▶ [TASK DIRECTIONS]
Using the text on grandparenting and marriage in later life, answer each question on its own line, numbered to match.
1. What share of the grandparents studied by Cherlin and Furstenberg were remote?
2. Which grandparent style has frequent contact with and authority over the grandchild?
3. What percentage of people over 65 are widowed?

▶ [TEXT PROVIDED]
========

Grandparenting typically begins in midlife rather than late adulthood, but because people are living longer, they can anticipate being grandparents for longer periods of time. Cherlin and Furstenberg (1986) describe three styles of grandparents:
1. Remote: These grandparents rarely see their grandchildren. Usually they live far away from the grandchildren, but may also have a distant relationship. Contact is typically made on special occasions such as holidays or birthdays. Thirty percent of the grandparents studied by Cherlin and Furstenberg were remote.
2. Companionate Grandparents: Fifty-five percent of grandparents studied were described as “companionate”. These grandparents do things with the grandchild but have little authority or control over them. They prefer to spend time with them without interfering in parenting. They are more like friends to their grandchildren.
3. Involved Grandparents: Fifteen percent of grandparents were described as “involved”. These grandparents take a very active role in their grandchild’s life. They children might even live with the grandparent. The involved grandparent is one who has frequent contact with and authority over the grandchild.
An increasing number of grandparents are raising grandchildren today. Issues such as custody, visitation, and continued contact between grandparents and grandchildren after parental divorce are contemporary concerns.
Marriage and Divorce
Fifty-six percent of people over 65 are married. The majority of older men and just over 40 percent of older women are married (He et al., 2005). Seven percent of older men and 9 percent of older women are divorced and about 4 percent of older adults have never married. Many married couples feel their marriage has improved with time and the emotional intensity and level of conflict that might have been experienced earlier, has declined. This is not to say that bad marriages become good ones over the years, but that those marriages that were very conflict-ridden may no longer be together, and that many of the disagreement couples might have had earlier in their marriages may no longer be concerns. Children have grown and the division of labor in the home has probably been established. Men tend to report being satisfied with marriage more than do women. Women are more likely to complain about caring for a spouse who is ill or accommodating a retired husband and planning activities. Older couples continue to engage in sexual activity, but with less focus on intercourse and more on cuddling, caressing, and oral sex (Carroll, 2007).
Divorce after long-term marriage does occur, but is not very common. However, with the number of older adults on the rise, the divorce rate is likely to increase. A longer life expectancy and the expectation of happiness cause some older couples to begin a new life after divorce after 65. Consider Betty who divorced after 40 years of marriage. Her marriage had never been ideal but she stuck with it hoping things would improve and because she didn’t want to hurt her husband’s reputation (he was in a job in which divorce was frowned upon). But she always hoped for more freedom and happiness in life and once her family obligations were no longer as great (the children and grandchildren were on their own), she and her husband divorced. She characterized this as an act of love in that both she and her ex-husband were able to pursue their dreams in later life (Author’s notes). Older adults who have been divorce since midlife tend to have settled into comfortable lives and, if they have raised children, to be proud of their accomplishments as single parents.
Twenty-nine percent of people over 65 are widowed (U. S. Census Bureau, 2011). The death of a spouse is one of life’s most disruptive experiences. It is especially hard on men who lose their wives. Often widowers do not have a network of friends or family members to fall back on and may have difficulty expressing their emotions to facilitate grief. Also, they may have been very dependent on their mates for routine tasks such as cooking, cleaning, etc. In addition, they typically expect to precede their wives in death and by losing a wife, have to adjust to something unexpected. However, if a man can adjust, he will find that he is in great demand, should he decide to remarry.

========

▶ [DATASET]
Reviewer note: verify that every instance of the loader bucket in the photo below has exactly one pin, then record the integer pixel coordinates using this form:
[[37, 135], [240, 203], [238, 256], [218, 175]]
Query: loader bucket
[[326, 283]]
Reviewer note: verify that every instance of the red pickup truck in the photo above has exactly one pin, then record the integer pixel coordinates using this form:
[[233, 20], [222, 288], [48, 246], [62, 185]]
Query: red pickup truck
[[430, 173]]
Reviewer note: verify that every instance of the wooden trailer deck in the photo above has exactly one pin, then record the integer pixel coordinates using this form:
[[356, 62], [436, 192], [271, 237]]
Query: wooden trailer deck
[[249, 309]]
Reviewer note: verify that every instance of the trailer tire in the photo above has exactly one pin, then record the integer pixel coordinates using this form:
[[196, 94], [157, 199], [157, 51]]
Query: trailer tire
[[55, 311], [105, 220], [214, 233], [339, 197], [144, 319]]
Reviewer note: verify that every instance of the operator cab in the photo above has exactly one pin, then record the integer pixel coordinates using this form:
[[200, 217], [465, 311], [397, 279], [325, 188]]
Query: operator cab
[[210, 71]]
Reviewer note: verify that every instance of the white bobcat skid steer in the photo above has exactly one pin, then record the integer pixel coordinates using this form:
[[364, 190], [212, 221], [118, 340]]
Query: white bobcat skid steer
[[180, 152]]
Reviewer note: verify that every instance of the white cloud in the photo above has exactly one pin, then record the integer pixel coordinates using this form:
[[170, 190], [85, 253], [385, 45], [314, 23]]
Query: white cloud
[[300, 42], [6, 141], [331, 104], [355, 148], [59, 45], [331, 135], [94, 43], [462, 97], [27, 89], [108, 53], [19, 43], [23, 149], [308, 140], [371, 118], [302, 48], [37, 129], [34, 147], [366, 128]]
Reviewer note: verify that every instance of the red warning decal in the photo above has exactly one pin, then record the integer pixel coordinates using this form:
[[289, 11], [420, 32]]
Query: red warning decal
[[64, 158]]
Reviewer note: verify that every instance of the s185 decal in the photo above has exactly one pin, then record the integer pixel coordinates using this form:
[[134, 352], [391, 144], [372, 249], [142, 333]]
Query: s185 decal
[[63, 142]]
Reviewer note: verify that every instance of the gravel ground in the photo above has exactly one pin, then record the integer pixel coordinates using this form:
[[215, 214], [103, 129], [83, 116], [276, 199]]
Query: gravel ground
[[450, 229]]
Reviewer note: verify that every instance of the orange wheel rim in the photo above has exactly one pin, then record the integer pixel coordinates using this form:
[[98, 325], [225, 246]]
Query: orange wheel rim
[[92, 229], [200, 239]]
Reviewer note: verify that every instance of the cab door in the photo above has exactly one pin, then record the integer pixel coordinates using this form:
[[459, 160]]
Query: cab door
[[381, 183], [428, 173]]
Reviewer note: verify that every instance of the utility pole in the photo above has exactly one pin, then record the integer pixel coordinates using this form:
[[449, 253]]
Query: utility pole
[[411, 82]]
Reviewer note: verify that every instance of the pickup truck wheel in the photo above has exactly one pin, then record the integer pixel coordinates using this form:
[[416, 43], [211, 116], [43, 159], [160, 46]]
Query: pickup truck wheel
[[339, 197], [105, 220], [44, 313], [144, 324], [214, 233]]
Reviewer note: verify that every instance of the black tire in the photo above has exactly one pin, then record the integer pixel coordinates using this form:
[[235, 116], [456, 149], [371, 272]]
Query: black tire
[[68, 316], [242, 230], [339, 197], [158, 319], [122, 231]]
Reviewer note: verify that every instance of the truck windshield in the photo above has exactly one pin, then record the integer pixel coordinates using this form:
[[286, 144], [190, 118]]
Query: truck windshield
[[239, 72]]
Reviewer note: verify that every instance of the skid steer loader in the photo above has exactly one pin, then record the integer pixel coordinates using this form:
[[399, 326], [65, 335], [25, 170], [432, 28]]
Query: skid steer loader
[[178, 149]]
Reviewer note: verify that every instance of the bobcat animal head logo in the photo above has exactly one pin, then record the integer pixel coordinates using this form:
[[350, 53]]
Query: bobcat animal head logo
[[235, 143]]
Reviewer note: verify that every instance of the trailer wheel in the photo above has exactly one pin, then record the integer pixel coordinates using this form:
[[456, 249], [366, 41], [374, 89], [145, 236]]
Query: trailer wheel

========

▶ [PROBLEM SOLUTION]
1. Thirty percent
2. Involved grandparents
3. Twenty-nine percent